What do the lines from the one containing "Target: bear's left ear" through the end of the entries say? Quote them exactly, and only them.

- - - - - - -

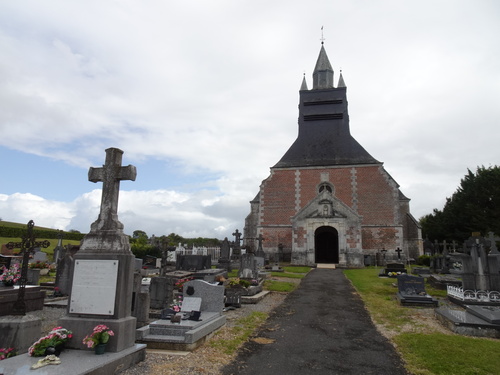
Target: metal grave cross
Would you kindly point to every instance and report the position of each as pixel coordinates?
(110, 175)
(27, 246)
(398, 250)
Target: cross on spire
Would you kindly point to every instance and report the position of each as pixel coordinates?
(110, 175)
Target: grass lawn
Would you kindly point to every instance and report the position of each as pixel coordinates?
(425, 352)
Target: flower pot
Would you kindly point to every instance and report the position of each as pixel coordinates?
(54, 350)
(100, 348)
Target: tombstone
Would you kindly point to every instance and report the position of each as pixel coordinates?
(210, 275)
(63, 273)
(187, 334)
(411, 291)
(6, 251)
(491, 314)
(399, 251)
(494, 264)
(260, 251)
(248, 267)
(27, 245)
(212, 296)
(193, 262)
(393, 270)
(59, 249)
(4, 262)
(225, 256)
(140, 301)
(161, 292)
(237, 245)
(103, 271)
(40, 256)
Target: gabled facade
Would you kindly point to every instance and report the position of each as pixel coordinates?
(328, 199)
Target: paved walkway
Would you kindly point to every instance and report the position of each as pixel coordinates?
(321, 328)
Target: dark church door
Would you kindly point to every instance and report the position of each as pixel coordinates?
(326, 244)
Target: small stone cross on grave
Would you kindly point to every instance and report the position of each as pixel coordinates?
(110, 174)
(27, 246)
(237, 238)
(398, 250)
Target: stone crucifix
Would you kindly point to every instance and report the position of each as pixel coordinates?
(27, 246)
(110, 175)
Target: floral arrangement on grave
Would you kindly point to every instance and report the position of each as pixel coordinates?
(39, 265)
(10, 275)
(239, 283)
(7, 353)
(51, 344)
(393, 273)
(180, 283)
(100, 335)
(176, 304)
(457, 265)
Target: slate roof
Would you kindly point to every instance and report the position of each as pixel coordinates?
(324, 136)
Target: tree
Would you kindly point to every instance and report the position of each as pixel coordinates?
(474, 207)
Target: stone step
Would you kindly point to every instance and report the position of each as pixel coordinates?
(163, 338)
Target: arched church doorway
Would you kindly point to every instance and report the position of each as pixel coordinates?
(326, 245)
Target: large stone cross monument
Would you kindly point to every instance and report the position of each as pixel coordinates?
(102, 278)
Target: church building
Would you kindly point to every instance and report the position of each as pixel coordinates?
(328, 200)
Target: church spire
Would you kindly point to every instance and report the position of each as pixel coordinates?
(304, 83)
(341, 80)
(323, 72)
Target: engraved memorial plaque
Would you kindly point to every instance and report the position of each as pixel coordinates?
(94, 287)
(191, 304)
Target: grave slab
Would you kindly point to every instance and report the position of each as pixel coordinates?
(489, 313)
(464, 323)
(77, 362)
(411, 292)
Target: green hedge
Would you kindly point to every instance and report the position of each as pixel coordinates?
(39, 233)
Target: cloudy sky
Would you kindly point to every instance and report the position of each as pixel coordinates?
(202, 98)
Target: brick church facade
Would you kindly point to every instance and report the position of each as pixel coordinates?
(328, 200)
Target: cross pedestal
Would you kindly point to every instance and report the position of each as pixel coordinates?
(102, 277)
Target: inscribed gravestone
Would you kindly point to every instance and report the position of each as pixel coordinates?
(411, 291)
(212, 296)
(107, 248)
(248, 266)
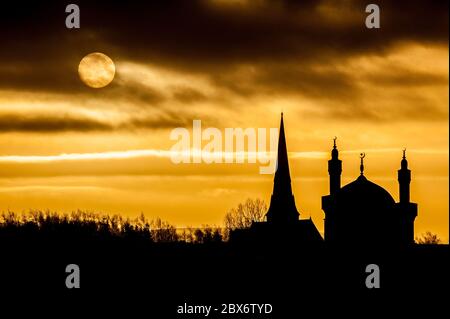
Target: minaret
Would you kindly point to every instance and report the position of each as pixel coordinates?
(282, 207)
(335, 169)
(404, 179)
(407, 211)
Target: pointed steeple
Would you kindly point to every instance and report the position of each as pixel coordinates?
(361, 166)
(282, 204)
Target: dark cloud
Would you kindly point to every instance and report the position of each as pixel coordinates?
(202, 36)
(284, 41)
(59, 124)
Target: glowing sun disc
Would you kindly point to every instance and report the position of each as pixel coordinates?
(96, 70)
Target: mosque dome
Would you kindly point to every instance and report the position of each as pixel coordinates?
(363, 195)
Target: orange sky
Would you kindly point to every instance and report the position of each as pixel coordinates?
(65, 146)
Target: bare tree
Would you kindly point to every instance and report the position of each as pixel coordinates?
(242, 216)
(162, 231)
(428, 239)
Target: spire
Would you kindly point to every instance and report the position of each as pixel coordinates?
(361, 166)
(404, 162)
(334, 152)
(282, 204)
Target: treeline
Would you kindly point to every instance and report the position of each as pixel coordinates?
(89, 225)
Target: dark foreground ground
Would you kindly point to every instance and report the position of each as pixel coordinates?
(137, 279)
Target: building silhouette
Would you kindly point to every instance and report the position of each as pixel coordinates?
(283, 219)
(359, 213)
(364, 212)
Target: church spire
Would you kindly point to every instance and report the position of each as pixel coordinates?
(361, 166)
(282, 204)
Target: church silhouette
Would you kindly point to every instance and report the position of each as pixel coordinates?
(361, 212)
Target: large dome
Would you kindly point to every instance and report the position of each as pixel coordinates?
(362, 195)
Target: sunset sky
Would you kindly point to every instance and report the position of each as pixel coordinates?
(229, 63)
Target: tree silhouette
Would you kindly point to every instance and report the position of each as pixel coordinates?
(242, 216)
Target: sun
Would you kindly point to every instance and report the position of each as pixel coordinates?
(96, 70)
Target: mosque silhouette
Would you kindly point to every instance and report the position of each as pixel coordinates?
(360, 212)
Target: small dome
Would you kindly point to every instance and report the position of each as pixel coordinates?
(362, 195)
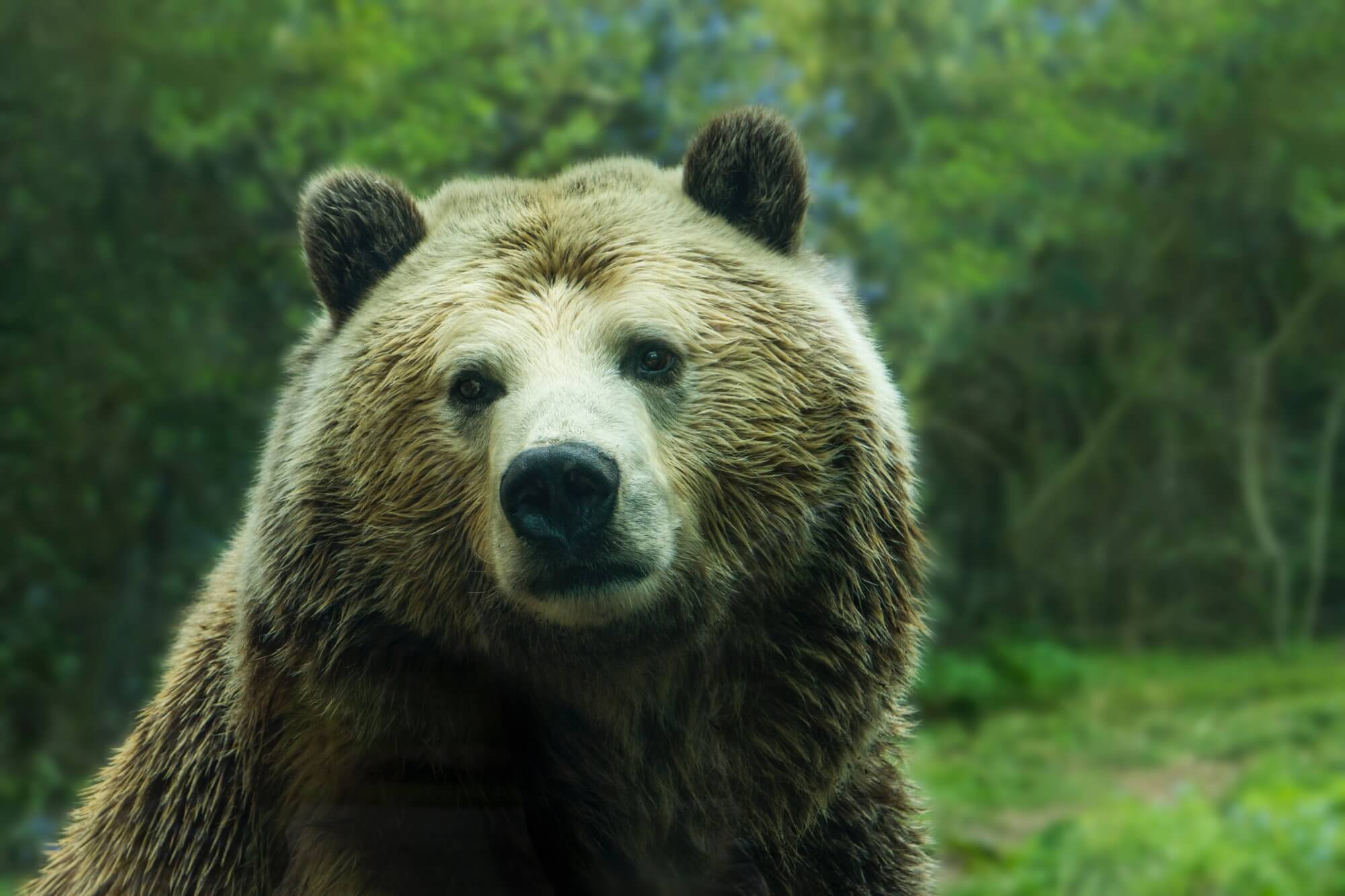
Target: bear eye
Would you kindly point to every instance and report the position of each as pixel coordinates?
(475, 391)
(654, 361)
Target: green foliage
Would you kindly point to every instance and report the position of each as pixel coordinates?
(1164, 774)
(1276, 836)
(972, 684)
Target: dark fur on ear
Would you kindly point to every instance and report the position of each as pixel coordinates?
(356, 228)
(748, 166)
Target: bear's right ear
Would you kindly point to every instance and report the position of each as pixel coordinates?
(356, 227)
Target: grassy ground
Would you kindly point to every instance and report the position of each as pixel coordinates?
(1164, 774)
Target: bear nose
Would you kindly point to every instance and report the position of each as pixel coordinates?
(560, 495)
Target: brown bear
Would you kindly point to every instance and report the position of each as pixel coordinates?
(582, 559)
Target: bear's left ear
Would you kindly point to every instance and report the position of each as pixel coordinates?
(356, 227)
(747, 166)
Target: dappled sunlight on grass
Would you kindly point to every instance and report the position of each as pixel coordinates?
(1163, 774)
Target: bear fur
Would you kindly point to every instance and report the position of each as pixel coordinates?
(371, 697)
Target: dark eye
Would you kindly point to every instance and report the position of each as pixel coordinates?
(475, 391)
(654, 361)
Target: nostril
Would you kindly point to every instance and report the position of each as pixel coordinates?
(562, 494)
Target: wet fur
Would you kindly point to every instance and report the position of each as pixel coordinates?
(353, 706)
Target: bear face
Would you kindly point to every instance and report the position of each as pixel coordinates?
(574, 417)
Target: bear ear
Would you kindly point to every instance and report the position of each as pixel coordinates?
(747, 166)
(356, 227)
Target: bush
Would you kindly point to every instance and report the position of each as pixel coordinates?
(1273, 836)
(968, 685)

- - - - - - -

Solution:
Target: bear's left ear
Would you kindly point to every instance and report the position of each as pixel coordinates?
(356, 227)
(747, 166)
Target: dappled sunlight on grass
Would you kindly point to every instance and report the position of each as pixel coordinates?
(1163, 774)
Target: bear fur
Would you kindly point to every instance and report the position of each as pixel coordinates?
(371, 697)
Target: dark eye
Would you kindly point to every instance and report the position of each as pixel coordinates?
(475, 391)
(654, 361)
Target: nostril
Would you kindly point to every instance and report the position of each as pixel coordinates?
(562, 494)
Target: wet fur
Would you kindly point to every instance and report the position of each as pixel coordinates?
(353, 706)
Target: bear face
Would you kindly point to every instance and report the position of each as pixel coordinates?
(574, 417)
Target: bear ear
Would you kindly point to every instance and report the position of each as pixel coordinates?
(747, 166)
(356, 227)
Target: bush
Would you kindly point to every instance and report the position of each as pixel coordinates?
(1273, 836)
(968, 685)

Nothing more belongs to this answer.